### Material for this exercise
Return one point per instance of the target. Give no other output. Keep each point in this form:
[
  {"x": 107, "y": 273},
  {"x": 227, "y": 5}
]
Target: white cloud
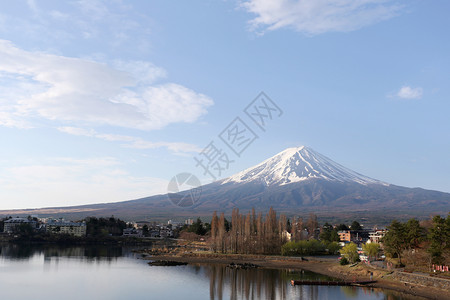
[
  {"x": 131, "y": 141},
  {"x": 314, "y": 17},
  {"x": 407, "y": 92},
  {"x": 81, "y": 91},
  {"x": 88, "y": 180}
]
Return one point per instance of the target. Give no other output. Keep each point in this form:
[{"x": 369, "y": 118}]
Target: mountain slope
[
  {"x": 298, "y": 164},
  {"x": 295, "y": 181}
]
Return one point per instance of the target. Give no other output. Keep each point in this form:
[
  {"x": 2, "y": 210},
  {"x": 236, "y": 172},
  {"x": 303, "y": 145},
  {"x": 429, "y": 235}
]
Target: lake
[{"x": 105, "y": 272}]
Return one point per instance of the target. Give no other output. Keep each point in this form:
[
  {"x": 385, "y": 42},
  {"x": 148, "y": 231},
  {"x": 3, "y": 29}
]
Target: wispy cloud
[
  {"x": 131, "y": 141},
  {"x": 59, "y": 88},
  {"x": 407, "y": 92},
  {"x": 93, "y": 180},
  {"x": 313, "y": 17}
]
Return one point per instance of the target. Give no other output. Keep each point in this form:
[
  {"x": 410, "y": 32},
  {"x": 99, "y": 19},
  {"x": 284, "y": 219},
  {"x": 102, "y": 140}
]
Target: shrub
[{"x": 343, "y": 261}]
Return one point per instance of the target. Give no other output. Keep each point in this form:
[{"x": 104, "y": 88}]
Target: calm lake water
[{"x": 117, "y": 273}]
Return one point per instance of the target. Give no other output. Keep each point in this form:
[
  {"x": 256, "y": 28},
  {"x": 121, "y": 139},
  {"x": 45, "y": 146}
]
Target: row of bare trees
[{"x": 252, "y": 234}]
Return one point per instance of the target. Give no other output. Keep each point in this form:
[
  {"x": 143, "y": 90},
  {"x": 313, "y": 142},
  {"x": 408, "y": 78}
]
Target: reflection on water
[
  {"x": 230, "y": 283},
  {"x": 104, "y": 272}
]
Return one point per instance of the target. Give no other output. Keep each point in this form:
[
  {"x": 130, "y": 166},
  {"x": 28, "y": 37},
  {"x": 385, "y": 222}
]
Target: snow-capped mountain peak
[{"x": 298, "y": 164}]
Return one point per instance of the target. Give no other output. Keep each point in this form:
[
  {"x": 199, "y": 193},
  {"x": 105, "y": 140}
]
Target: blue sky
[{"x": 104, "y": 101}]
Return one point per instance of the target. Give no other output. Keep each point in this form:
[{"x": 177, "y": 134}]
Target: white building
[
  {"x": 66, "y": 227},
  {"x": 11, "y": 225},
  {"x": 377, "y": 235}
]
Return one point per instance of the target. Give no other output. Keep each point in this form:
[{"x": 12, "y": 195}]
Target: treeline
[
  {"x": 253, "y": 233},
  {"x": 425, "y": 242},
  {"x": 97, "y": 227}
]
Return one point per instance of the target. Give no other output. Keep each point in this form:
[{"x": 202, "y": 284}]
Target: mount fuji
[
  {"x": 296, "y": 165},
  {"x": 295, "y": 181}
]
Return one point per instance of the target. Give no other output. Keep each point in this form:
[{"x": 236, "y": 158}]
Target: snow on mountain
[{"x": 298, "y": 164}]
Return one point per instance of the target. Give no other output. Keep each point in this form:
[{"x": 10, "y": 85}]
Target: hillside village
[{"x": 423, "y": 245}]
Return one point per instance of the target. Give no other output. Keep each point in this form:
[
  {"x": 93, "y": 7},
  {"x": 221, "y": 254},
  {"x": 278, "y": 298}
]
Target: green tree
[
  {"x": 197, "y": 227},
  {"x": 395, "y": 240},
  {"x": 341, "y": 227},
  {"x": 414, "y": 233},
  {"x": 438, "y": 237},
  {"x": 350, "y": 251},
  {"x": 145, "y": 230},
  {"x": 333, "y": 247},
  {"x": 371, "y": 250},
  {"x": 355, "y": 226},
  {"x": 328, "y": 234}
]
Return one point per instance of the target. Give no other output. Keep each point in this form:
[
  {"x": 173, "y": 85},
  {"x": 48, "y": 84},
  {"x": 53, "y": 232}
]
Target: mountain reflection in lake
[{"x": 104, "y": 272}]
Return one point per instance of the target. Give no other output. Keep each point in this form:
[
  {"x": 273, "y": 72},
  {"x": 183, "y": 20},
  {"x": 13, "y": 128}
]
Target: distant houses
[
  {"x": 12, "y": 225},
  {"x": 66, "y": 227}
]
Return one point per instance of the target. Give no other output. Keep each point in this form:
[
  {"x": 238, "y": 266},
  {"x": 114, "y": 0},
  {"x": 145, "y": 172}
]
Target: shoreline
[{"x": 322, "y": 266}]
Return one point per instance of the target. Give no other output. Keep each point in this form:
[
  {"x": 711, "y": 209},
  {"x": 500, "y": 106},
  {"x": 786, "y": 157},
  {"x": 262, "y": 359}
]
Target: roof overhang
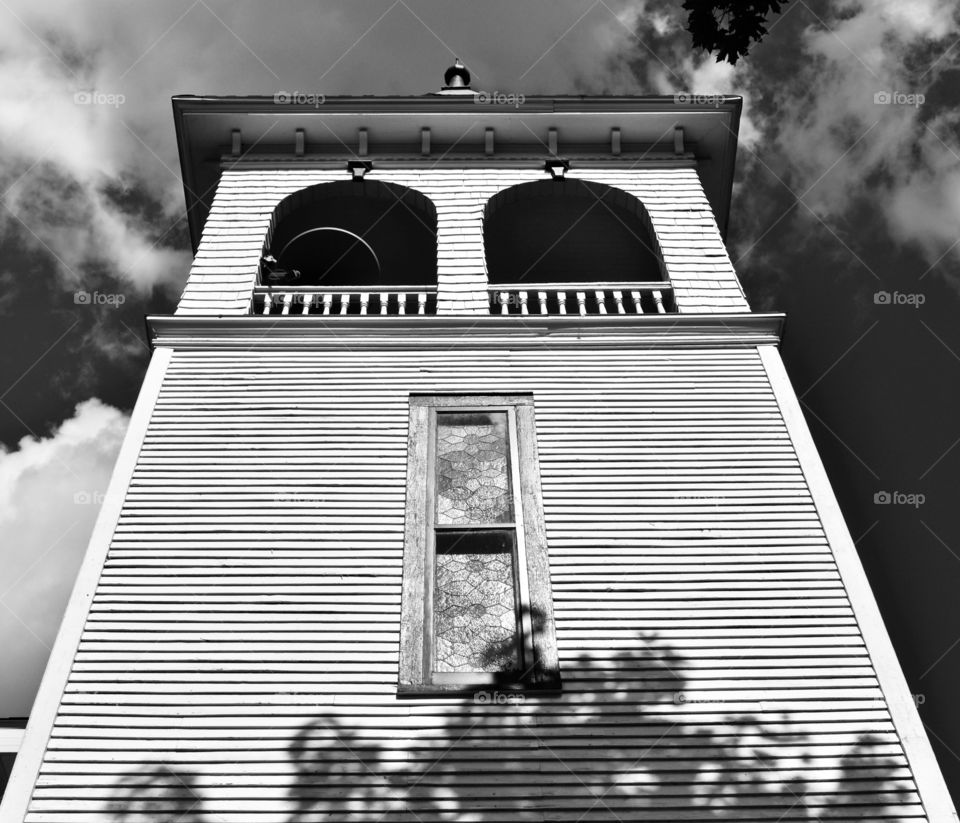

### Problem to work on
Set every entry down again word for word, but not the pictures.

### Solution for this problem
Return one point per instance of the target. Give no other output. Keep each point in this form:
[
  {"x": 107, "y": 273},
  {"x": 227, "y": 5}
]
Target: white cloud
[
  {"x": 131, "y": 141},
  {"x": 314, "y": 17},
  {"x": 407, "y": 92},
  {"x": 81, "y": 91},
  {"x": 88, "y": 180}
]
Return one point per instance of the target. Give no other output. Keep each point in this form:
[{"x": 369, "y": 118}]
Target: mountain slope
[
  {"x": 298, "y": 164},
  {"x": 295, "y": 181}
]
Return one point per instance of the target. Give no other output. Keep each point in this form:
[
  {"x": 2, "y": 210},
  {"x": 236, "y": 172},
  {"x": 303, "y": 145},
  {"x": 429, "y": 235}
]
Target: lake
[{"x": 105, "y": 272}]
Return one point per instance of the target. Give no other output. Keep each point in this form:
[
  {"x": 385, "y": 42},
  {"x": 148, "y": 231},
  {"x": 3, "y": 29}
]
Target: wispy cloud
[
  {"x": 131, "y": 141},
  {"x": 59, "y": 88},
  {"x": 407, "y": 92},
  {"x": 93, "y": 180},
  {"x": 313, "y": 17}
]
Return one point per instance of the target. Give no other output. Keep each point in this form:
[
  {"x": 410, "y": 32},
  {"x": 99, "y": 19},
  {"x": 284, "y": 219},
  {"x": 102, "y": 140}
]
Target: shrub
[{"x": 343, "y": 261}]
Return one point per instance of the target. Give no other output. Keep each point in this form:
[{"x": 104, "y": 88}]
Target: calm lake water
[{"x": 117, "y": 273}]
Return one point per instance of the target. Give no other output. Keep each point in this form:
[
  {"x": 256, "y": 28},
  {"x": 121, "y": 139},
  {"x": 45, "y": 146}
]
Target: row of bare trees
[{"x": 252, "y": 234}]
Return one point per instance of the target. Give no other output. Keep each point in this form:
[
  {"x": 143, "y": 90},
  {"x": 313, "y": 142},
  {"x": 408, "y": 78}
]
Target: reflection on water
[
  {"x": 230, "y": 283},
  {"x": 104, "y": 272}
]
Return one point per instance of the target. Give no other output. Keep each point in this form:
[
  {"x": 130, "y": 166},
  {"x": 28, "y": 37},
  {"x": 385, "y": 222}
]
Target: snow-capped mountain peak
[{"x": 298, "y": 164}]
Return one point per instance of the target. Give no other output. Keep each point in this form:
[
  {"x": 199, "y": 193},
  {"x": 105, "y": 140}
]
Target: blue sky
[{"x": 104, "y": 101}]
Return one point per instance of the target. Give no other output. Keep each point in this form:
[{"x": 177, "y": 134}]
Target: white building
[
  {"x": 66, "y": 227},
  {"x": 11, "y": 225},
  {"x": 377, "y": 235}
]
Return one point per instance of the target. Give no other output. Keep each point in this form:
[{"x": 12, "y": 195}]
Target: treeline
[
  {"x": 253, "y": 233},
  {"x": 425, "y": 242},
  {"x": 97, "y": 227}
]
Return one point per instance of the target. Give no other output. Keep each point in this form:
[{"x": 202, "y": 284}]
Target: mount fuji
[
  {"x": 296, "y": 165},
  {"x": 295, "y": 181}
]
Return one point per instance of the target. Give no other output. Keep each point in this form:
[{"x": 236, "y": 158}]
Target: snow on mountain
[{"x": 298, "y": 164}]
Return one point per instance of the target. Give no other output. Keep each point in this form:
[{"x": 10, "y": 85}]
Target: hillside village
[{"x": 423, "y": 245}]
Return one point per instance of the target. Give no other output. Keep each point in this form:
[
  {"x": 93, "y": 7},
  {"x": 221, "y": 254},
  {"x": 278, "y": 298}
]
Target: green tree
[
  {"x": 197, "y": 227},
  {"x": 395, "y": 240},
  {"x": 341, "y": 227},
  {"x": 414, "y": 233},
  {"x": 438, "y": 237},
  {"x": 350, "y": 251},
  {"x": 145, "y": 230},
  {"x": 333, "y": 247},
  {"x": 371, "y": 250},
  {"x": 355, "y": 226},
  {"x": 328, "y": 234}
]
Return one point per instance of the target. Give no other output. Keep each point in this form:
[
  {"x": 173, "y": 85},
  {"x": 48, "y": 84},
  {"x": 53, "y": 232}
]
Target: mountain reflection in lake
[{"x": 104, "y": 272}]
Return one point per instance of the target. Give no other output. Keep each point in this form:
[
  {"x": 273, "y": 72},
  {"x": 183, "y": 20},
  {"x": 13, "y": 128}
]
Target: distant houses
[
  {"x": 12, "y": 225},
  {"x": 66, "y": 227}
]
Return one point per instance of the target. Give no other output. Keep each point in this form:
[
  {"x": 238, "y": 266},
  {"x": 114, "y": 0},
  {"x": 145, "y": 172}
]
Target: shoreline
[{"x": 322, "y": 266}]
Return one point per instance of the target. Give no other output. Keep each point in this form:
[
  {"x": 711, "y": 209},
  {"x": 500, "y": 106},
  {"x": 786, "y": 157},
  {"x": 262, "y": 359}
]
Target: roof overhang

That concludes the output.